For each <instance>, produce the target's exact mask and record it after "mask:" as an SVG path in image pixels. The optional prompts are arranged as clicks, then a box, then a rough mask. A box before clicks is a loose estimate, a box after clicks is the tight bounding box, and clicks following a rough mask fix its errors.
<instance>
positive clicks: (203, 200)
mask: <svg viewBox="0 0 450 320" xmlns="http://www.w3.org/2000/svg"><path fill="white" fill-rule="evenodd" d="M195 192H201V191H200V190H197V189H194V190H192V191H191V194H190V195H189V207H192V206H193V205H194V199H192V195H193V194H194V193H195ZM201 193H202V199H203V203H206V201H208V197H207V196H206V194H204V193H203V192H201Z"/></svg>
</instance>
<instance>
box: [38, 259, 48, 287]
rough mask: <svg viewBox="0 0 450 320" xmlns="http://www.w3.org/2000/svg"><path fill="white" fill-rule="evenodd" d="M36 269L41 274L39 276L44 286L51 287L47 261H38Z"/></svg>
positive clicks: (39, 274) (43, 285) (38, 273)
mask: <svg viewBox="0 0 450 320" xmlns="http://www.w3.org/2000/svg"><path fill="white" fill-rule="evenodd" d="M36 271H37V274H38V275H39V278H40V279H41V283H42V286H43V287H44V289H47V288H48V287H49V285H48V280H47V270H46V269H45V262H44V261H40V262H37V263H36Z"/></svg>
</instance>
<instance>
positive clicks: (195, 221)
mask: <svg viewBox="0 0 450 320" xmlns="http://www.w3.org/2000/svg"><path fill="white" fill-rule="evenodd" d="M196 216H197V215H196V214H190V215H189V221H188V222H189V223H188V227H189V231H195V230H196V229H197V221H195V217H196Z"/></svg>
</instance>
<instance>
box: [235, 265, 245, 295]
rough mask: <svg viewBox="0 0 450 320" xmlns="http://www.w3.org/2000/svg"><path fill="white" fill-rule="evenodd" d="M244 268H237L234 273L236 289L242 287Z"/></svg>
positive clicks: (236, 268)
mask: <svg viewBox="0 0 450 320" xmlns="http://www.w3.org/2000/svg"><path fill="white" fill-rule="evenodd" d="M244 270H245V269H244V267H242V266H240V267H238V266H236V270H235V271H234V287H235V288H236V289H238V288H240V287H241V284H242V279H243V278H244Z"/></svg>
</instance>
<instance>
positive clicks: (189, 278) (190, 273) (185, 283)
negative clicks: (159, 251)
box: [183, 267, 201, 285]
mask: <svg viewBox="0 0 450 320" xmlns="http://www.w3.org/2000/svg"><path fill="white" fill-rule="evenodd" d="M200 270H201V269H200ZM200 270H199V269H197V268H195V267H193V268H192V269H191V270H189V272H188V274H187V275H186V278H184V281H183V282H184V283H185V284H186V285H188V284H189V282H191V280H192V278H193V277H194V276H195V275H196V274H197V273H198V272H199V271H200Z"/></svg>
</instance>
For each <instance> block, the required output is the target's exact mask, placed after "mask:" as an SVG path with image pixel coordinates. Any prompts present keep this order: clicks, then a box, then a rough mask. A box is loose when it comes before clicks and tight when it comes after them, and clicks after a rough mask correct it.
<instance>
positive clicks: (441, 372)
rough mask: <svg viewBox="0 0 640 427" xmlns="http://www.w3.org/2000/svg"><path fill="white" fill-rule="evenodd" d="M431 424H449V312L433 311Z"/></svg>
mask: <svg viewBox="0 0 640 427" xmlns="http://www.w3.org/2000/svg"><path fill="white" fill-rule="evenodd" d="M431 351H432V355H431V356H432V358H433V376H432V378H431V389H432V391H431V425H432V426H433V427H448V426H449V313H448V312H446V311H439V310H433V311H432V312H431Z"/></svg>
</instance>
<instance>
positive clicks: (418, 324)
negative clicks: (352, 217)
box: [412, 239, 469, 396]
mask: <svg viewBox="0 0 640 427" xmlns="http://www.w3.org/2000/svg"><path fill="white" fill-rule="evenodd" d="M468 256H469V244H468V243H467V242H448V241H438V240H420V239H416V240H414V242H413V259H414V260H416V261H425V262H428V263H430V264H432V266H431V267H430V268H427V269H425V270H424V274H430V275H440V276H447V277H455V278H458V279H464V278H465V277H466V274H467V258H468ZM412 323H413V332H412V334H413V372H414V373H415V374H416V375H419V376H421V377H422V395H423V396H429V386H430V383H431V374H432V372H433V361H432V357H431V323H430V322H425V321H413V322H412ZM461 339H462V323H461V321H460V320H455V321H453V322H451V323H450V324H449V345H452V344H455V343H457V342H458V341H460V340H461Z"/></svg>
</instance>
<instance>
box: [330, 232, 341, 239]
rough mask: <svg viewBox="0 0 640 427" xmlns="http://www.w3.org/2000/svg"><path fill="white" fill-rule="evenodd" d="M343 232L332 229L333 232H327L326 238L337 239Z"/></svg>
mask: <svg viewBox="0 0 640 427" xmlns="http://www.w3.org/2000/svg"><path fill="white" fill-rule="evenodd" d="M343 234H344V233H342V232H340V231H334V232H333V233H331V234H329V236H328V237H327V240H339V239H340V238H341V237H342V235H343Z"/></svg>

§ **Aim of the task**
Using the data above, reproduce exactly the lines from the line that contains "box: [183, 267, 201, 285]" through the line that contains "negative clicks: (352, 217)", including both.

§ **Task output**
box: [183, 267, 201, 285]
mask: <svg viewBox="0 0 450 320" xmlns="http://www.w3.org/2000/svg"><path fill="white" fill-rule="evenodd" d="M200 270H201V269H200ZM200 270H199V269H197V268H195V267H193V268H192V269H191V270H189V272H188V274H187V275H186V278H184V281H183V282H184V283H185V284H186V285H188V284H189V282H191V280H192V278H193V277H194V276H195V275H196V274H197V273H198V272H199V271H200Z"/></svg>
</instance>
For each <instance> block, the required output is the target's exact mask, placed after "mask:" as an SVG path with image pixel coordinates. Any prompts present keep this order: clicks, then a box, then a rough mask. A box is loose when it comes before clicks and tight when it comes after them, and clicks after a rough mask correct it.
<instance>
positive clicks: (441, 372)
rough mask: <svg viewBox="0 0 640 427" xmlns="http://www.w3.org/2000/svg"><path fill="white" fill-rule="evenodd" d="M431 424H449V312L433 311Z"/></svg>
mask: <svg viewBox="0 0 640 427" xmlns="http://www.w3.org/2000/svg"><path fill="white" fill-rule="evenodd" d="M431 351H432V355H431V356H432V358H433V376H432V378H431V389H432V391H431V425H432V426H433V427H448V426H449V313H448V312H446V311H439V310H433V311H432V312H431Z"/></svg>
</instance>
<instance>
positive clicks: (418, 324)
negative clicks: (352, 217)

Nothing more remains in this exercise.